TEXT PASSAGE -
-- Opening Marker --
Which is a good thing! (apologies if my post didn't come across as agreement! :)). A good cautionary tail than, definitely! ;)
 
* This tenant is known - and could recite :) - by anyone who works with drugs in fact! Originating all the way in the 15th century where Paracelsus was quoted as saying, "Alle Dinge sind Gift und nichts ist ohne Gift; allein die Dosis macht, dass ein Ding kein Gift ist." which translates as, "All things are poison and nothing is without poison; only the dose makes a thing not a poison.". His work (and this quote) originated from toxicology, but this applies to pharmacology still.

One of the best words describes pharmacology is above. As we are humans infact we all need water. Water is generally considered safe but you can kill yourself if you drink too much water. It will cause hyponatremia. Every drug is poison and every poison is drug, only dosage matters.

when I first started heroin 10yrs ago at age 18, I couldn't control myself, I was out of control. now im 27, and when I get high from it, its lke not a big deal to me at all...

I agree, my obsession of seeking opiate eupharia decreased as i pass my thirties. Also the feel of eupharia and rush has decreased even after 3 months of cessation, same drug same dosage does not give old good eupharia. This probably because of growing old and receptors are also being old, if not dead :). If an addict manage to pass twenties, he/she generally survive. There is also a risk at the beginning of forties because of body metabolism quickly changes and addict can't adapt herself/himself.
 
One of the best words describes pharmacology is above. As we are humans infact we all need water. Water is generally considered safe but you can kill yourself if you drink too much water. It will cause hyponatremia. Every drug is poison and every poison is drug, only dosage matters....

"All drugs are poisons" is one of the first thing learnt in pharma-/toxicology class! =D All because of this, I truly believe one should 1. Have a regular physician - who knows you and your conditions/treatments inside and out - and 2. Be fully truthful to said physician, even if you think what you're taking is irrelevant! Just because something is OTC, or even easily purchasable from your local supermarket (eg, Saint Johns Wort and AD's), unless you're in the medical field yourself, one really doesn't/wouldn't know the drug-drug interactions with what you may think as an innocuous, supermarket "supplement" and a prescription drug - there are often interactions, with some being possible quite dangerous or even lethal (eg, Saint Johns Wort + AD's causing Serotonin Syndrome).

(I'm gonna be a little facetious.... ;)) When one consumes a lethal dose of water, the condition HypoNatremia and the subsequent pathologies are technically due to extremely low electrolyte (salts) plasma concentrations causing disturbances in the body's homeostasis and consequently a whole set of issues!

Technically the word describes extreme low concentrations (hypo) of Sodium (Sodium's two letter abbreviation being Na) in blood plasma (-emia)*. Although hyponatremia can be caused by many other conditions, when referring to water toxicity the word "hyponatremia" is (afaik) initially used as a general "catch all for reduced electrolyte concentrations - Na, K, Ca, Mg, Cl, etc. - due to excess water intake" (being the first sign/symptom in these cases).



* A tip for learning medical/patho-/physio-/etc. terminology ..... 99% of these words have their etiology derived from Greek/Latin and can often be deconstructioned into each constituent parts (prefix, in-fix and suffixes). There are a lot to learn - medicine as a profession is one of the oldest of course - however once you've learnt enough, it's possible to encounter a never before seen word, break it down, and understand somewhat it's pathology/MOA without initial study (although this does follow; learning ED/TD/LD50%'s, contra-/indications, dosages [adults and peds], blah, blah).
-- Closing Marker --
INSTRUCTIONS FOR THE TASK -
Reproduce the part of the forum discussion on drug dosage that starts with "I agree, my" and goes on through "can't adapt herself/himself.", keeping every character as it appears.

DATASET -
-- Opening Marker --
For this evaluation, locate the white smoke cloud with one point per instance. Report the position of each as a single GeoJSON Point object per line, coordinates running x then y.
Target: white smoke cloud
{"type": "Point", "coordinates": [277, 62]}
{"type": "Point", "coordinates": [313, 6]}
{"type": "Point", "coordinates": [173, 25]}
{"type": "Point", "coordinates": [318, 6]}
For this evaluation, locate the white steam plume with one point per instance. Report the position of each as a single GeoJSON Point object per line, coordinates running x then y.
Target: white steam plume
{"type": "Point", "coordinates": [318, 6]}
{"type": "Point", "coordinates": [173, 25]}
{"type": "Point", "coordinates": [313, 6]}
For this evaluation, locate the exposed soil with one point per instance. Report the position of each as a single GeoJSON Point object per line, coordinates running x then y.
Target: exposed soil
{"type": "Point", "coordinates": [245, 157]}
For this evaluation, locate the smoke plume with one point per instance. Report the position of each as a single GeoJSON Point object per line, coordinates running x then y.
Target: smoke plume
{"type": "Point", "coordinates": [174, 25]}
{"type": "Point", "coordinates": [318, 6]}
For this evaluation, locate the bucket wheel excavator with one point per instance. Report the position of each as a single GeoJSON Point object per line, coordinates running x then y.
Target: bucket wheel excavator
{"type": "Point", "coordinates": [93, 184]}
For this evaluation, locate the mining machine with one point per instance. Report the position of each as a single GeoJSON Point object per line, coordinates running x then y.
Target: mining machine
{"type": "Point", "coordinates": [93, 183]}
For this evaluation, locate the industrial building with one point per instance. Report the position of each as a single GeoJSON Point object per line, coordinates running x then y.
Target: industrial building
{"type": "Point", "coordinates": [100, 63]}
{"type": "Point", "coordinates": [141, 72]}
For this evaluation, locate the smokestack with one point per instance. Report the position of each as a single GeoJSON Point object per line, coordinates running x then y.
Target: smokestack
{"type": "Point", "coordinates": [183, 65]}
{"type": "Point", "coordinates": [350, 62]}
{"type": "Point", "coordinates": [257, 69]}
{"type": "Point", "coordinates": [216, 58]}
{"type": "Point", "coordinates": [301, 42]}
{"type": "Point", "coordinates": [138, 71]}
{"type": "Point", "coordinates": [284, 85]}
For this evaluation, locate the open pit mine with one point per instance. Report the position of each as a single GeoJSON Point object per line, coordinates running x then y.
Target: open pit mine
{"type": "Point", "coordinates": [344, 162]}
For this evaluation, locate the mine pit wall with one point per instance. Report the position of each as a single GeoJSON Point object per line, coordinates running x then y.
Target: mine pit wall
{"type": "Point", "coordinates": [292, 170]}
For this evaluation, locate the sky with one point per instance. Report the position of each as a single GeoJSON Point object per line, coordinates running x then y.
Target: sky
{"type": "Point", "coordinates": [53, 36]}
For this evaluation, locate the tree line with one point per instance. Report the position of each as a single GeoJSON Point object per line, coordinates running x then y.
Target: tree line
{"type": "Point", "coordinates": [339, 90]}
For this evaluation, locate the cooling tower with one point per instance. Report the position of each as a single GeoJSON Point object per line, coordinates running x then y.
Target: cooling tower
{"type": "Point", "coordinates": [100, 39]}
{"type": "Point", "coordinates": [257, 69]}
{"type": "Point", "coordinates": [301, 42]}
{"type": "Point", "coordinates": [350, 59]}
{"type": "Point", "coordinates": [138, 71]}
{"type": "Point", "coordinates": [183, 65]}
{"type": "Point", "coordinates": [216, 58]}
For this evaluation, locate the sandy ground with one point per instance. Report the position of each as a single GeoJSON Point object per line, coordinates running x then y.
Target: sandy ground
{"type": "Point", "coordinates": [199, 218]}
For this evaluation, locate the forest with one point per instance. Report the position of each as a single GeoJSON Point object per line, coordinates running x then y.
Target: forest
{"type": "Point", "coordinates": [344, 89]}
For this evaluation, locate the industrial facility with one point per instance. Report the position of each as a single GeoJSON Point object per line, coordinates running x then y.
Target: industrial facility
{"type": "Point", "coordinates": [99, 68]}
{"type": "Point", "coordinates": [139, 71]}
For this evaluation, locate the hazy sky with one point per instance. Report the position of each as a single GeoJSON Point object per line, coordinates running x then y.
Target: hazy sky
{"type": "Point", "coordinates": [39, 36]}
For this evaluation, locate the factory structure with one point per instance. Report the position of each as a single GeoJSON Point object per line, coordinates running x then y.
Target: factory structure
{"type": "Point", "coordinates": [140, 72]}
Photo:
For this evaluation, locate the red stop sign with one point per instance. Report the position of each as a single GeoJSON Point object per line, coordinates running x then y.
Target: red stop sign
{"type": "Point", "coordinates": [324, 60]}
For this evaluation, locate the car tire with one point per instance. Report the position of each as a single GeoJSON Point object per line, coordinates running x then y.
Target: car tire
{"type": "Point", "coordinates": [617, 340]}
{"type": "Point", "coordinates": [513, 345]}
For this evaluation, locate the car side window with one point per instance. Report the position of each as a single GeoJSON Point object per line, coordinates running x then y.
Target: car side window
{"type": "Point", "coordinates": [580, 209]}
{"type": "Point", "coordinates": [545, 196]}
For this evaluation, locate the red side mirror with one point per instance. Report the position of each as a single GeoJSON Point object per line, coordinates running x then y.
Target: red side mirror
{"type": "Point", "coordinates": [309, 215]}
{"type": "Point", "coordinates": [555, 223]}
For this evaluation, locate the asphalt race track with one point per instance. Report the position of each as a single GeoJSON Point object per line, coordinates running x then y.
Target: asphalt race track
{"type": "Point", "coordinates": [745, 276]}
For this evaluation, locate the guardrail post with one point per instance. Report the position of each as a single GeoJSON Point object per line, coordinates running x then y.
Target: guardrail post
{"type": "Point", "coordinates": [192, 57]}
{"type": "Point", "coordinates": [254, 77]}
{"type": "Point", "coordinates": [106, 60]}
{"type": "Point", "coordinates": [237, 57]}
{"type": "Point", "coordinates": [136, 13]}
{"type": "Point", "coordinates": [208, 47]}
-- Closing Marker --
RESULT FOR THIS TASK -
I agree, my obsession of seeking opiate eupharia decreased as i pass my thirties. Also the feel of eupharia and rush has decreased even after 3 months of cessation, same drug same dosage does not give old good eupharia. This probably because of growing old and receptors are also being old, if not dead :). If an addict manage to pass twenties, he/she generally survive. There is also a risk at the beginning of forties because of body metabolism quickly changes and addict can't adapt herself/himself.